#### [Entries shown]
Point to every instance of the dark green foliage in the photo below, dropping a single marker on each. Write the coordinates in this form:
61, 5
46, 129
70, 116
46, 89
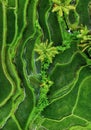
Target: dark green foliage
45, 65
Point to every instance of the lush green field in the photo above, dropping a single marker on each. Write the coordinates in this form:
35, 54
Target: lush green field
45, 65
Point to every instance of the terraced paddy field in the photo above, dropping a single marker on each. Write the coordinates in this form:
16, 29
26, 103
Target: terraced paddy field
45, 65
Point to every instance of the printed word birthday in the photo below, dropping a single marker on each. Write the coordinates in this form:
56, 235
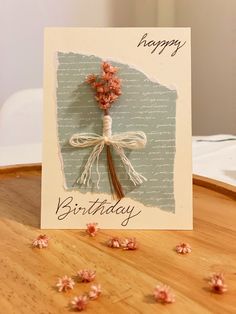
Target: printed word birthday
160, 45
68, 207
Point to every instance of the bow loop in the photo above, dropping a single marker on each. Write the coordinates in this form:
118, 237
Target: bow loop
85, 139
130, 140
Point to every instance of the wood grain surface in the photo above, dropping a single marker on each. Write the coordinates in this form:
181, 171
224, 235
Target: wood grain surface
28, 275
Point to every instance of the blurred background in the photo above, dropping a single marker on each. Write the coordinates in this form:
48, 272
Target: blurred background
213, 24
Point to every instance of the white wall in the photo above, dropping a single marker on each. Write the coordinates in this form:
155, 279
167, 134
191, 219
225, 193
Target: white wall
21, 33
213, 25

#### [Task brief]
Copy the part of the material that opens with the line containing "Point to every instance of the blurred" and runs through its end, changing "white wall" to "pale wall" and leaving everything else as it is.

#### [Final answer]
Point to every instance of the blurred background in the photo above, dropping a single marker on each. Write the coordinates in this form:
48, 272
Target: blurred background
213, 24
Point to every instance of the pale wall in the photo above, dropping a single marker on each. Write the coordinates in this form:
155, 279
167, 134
191, 219
225, 193
Target: pale wall
21, 33
213, 25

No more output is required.